> **WORK INSTRUCTIONS**: Pull each line holding the word "house" from the data.

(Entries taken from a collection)

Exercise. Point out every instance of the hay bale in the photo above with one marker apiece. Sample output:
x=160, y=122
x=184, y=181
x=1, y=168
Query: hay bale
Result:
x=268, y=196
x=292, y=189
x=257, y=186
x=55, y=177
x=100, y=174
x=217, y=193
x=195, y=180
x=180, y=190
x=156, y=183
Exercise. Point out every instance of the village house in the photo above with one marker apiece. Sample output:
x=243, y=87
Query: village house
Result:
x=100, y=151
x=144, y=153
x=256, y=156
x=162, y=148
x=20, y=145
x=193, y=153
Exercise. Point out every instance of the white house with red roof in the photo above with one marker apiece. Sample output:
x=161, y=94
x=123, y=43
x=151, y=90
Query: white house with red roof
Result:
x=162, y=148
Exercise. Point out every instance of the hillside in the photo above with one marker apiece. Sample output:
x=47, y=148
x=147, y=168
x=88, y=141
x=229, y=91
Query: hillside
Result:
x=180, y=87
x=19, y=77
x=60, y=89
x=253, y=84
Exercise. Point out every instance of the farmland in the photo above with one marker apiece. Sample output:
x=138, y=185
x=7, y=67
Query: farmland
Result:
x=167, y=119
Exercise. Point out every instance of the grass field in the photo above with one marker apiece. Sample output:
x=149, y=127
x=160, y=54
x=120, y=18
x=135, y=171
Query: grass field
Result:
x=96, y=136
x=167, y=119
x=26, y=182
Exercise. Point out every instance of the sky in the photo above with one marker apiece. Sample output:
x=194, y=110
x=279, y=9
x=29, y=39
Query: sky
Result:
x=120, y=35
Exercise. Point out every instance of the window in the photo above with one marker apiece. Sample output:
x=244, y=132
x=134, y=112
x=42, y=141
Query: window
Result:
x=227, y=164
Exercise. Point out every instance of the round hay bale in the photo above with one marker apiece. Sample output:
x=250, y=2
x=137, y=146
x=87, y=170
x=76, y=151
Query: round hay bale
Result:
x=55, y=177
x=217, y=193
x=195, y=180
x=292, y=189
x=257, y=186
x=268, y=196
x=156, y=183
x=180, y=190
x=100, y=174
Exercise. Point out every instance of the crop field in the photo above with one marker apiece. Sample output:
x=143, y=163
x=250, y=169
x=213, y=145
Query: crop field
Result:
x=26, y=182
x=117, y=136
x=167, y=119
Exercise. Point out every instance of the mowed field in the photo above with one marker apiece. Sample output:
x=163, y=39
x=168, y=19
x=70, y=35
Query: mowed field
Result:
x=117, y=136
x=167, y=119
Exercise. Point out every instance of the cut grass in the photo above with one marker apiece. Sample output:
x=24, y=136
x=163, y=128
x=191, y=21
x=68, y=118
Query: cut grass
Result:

> **ANSWER BOX**:
Exercise. Point out every instance of the village house in the photo above with one marker apiece. Sample output:
Query: village house
Exercise. Point out every instance of the white house with red roof in the photo above with one marker apiece. Sample output:
Query: white house with red roof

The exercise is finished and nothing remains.